EXTRACT.
────────

For single-party regimes, however, 50 percent still survive if stringent
transition criteria are used to determine regime end points, and 33 percent if
less stringent criteria are used. As
can be seen in column 2 of Table 1, the average length of military regimes that
had come to power by 1996 and remain in power now (summer 1999) is only about
seven years. The average length of
single-party regimes that currently remain in power is 35 years (33.5 if less
stringent transition critieria are used).
Although these
differences in the average length of different types of regime are quite large,
we cannot be sure that they really reflect differences caused by regime
type. Military regimes are more common
in Latin America, where levels of economic development are relatively high, and
personalist regimes are most common in Africa, where levels of economic
development tend to be low. It might be
that the stronger demand for democracy by citizens of more developed countries
accounts for the shorter duration of military regimes. To test for this possibility, I have carried
out statistical tests of the effect of regime type on the probability of regime
breakdown, controlling for level of development, growth rate, and region.[10] Variables used to assess the possible
effects of the length of time already in office have also been included since
others have found a relationship between time in office and the probability of
regime or government end. Region is
used as a quasi-fixed effects estimator.
Fixed effects estimators are used to hold constant aspects of history
and culture that might affect the outcome of interest but that cannot be
directly measured.[11] Results are shown in Table 2.

────────

PROBLEMS AND TASKS.
**a)** Answer these questions from the passage on regime duration:
(i) What is the average length of military regimes that had come to power by 1996 and still remained in power in summer 1999?
(ii) In which region are military regimes more common?
(iii) Besides region, what factors do the statistical tests control for?
**b)** Render the following sentence from the passage on regime duration into Spanish: "Fixed effects estimators are used to hold constant aspects of history and culture that might affect the outcome of interest but that cannot be directly measured."

────────

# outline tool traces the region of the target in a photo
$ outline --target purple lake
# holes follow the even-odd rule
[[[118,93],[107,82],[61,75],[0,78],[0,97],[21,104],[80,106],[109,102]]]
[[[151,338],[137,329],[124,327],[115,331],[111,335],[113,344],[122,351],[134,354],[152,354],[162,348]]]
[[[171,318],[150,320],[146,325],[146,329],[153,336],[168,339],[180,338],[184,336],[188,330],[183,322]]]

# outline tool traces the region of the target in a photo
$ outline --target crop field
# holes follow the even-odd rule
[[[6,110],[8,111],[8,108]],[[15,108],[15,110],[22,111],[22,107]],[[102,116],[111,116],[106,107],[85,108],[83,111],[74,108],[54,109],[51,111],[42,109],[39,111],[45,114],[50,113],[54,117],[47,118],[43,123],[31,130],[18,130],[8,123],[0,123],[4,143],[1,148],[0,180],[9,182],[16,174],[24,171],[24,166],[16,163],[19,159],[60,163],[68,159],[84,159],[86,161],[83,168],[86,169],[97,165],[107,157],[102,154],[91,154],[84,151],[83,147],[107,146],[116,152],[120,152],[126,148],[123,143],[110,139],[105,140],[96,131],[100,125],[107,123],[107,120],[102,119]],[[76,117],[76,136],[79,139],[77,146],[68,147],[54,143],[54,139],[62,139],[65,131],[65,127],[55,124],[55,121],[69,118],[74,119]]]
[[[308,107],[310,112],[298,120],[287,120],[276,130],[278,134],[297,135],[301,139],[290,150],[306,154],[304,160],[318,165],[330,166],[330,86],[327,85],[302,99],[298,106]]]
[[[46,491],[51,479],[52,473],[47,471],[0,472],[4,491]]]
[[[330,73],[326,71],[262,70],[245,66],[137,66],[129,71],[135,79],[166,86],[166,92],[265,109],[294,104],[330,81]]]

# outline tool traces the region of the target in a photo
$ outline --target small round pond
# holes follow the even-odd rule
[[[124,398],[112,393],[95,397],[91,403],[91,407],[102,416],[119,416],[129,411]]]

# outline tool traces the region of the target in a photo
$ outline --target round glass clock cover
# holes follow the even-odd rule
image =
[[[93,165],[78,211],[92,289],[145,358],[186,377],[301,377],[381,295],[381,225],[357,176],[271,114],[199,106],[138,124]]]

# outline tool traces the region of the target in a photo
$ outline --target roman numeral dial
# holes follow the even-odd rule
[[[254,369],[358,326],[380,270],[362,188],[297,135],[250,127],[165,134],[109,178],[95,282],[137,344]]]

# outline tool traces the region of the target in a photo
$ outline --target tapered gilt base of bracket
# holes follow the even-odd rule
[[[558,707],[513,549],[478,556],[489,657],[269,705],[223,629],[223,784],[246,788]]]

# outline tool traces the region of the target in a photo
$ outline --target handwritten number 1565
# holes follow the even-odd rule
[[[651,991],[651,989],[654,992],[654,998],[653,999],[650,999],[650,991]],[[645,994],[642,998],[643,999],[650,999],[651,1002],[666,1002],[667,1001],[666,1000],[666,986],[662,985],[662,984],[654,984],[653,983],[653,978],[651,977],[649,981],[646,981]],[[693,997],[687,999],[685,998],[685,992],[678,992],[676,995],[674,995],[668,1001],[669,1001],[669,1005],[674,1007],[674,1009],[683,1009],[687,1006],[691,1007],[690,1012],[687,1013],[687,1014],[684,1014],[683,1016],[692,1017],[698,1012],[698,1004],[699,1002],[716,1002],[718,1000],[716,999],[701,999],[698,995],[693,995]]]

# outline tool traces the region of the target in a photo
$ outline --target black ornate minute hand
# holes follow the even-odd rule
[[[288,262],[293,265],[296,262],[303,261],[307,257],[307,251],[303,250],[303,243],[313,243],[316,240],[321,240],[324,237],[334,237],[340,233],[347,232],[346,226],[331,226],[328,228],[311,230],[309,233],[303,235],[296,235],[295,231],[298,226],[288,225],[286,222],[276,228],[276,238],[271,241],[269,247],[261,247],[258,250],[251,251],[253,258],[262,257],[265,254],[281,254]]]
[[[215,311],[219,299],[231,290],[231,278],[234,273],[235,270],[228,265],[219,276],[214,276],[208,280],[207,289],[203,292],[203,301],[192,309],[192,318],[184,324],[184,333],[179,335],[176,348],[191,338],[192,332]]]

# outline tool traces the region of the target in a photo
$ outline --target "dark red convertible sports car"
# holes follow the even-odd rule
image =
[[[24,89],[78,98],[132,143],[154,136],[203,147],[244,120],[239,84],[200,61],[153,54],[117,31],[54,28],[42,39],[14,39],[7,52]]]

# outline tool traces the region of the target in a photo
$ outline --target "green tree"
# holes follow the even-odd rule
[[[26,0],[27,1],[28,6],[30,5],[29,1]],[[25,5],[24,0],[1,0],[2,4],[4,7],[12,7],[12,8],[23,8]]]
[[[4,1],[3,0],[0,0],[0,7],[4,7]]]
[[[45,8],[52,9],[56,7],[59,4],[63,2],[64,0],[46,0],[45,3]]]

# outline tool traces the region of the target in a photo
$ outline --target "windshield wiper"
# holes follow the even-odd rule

────────

TASK RESPONSES.
**a)**
(i) About seven years.
(ii) Latin America.
(iii) Level of development and growth rate.

**b)** Los estimadores de efectos fijos se utilizan para mantener constantes aspectos de la historia y la cultura que podrían afectar al resultado de interés, pero que no pueden medirse directamente.